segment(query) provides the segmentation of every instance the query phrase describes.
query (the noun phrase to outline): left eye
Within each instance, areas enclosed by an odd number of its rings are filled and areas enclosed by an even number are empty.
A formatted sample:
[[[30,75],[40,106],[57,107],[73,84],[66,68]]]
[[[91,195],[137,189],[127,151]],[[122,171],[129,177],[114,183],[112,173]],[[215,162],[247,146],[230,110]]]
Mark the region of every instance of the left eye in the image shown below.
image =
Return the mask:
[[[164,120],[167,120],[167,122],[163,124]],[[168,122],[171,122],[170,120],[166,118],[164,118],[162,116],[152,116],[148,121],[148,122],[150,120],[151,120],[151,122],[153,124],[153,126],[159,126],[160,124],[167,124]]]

■ Short exercise ■
Copy out all of the data above word for word, keeping every line in its original order.

■ Output for this task ■
segment(query) provides the segmentation of every instance the query phrase describes.
query (the noun phrase to outline): left eye
Within each instance, areas enclosed by an odd number of its rings are filled and areas enclosed by an even number are empty.
A formatted sample:
[[[30,75],[40,106],[57,107],[73,84],[66,68]]]
[[[91,195],[137,189],[127,151]],[[122,171],[129,177],[114,183],[112,173]],[[215,162],[247,146],[230,110]]]
Mark the region of every instance of the left eye in the image shown below.
image =
Return the mask:
[[[164,120],[167,120],[167,122],[163,124]],[[168,122],[171,122],[170,120],[166,118],[164,118],[162,116],[152,116],[148,121],[148,122],[150,120],[151,120],[151,122],[153,124],[153,126],[159,126],[160,124],[167,124]]]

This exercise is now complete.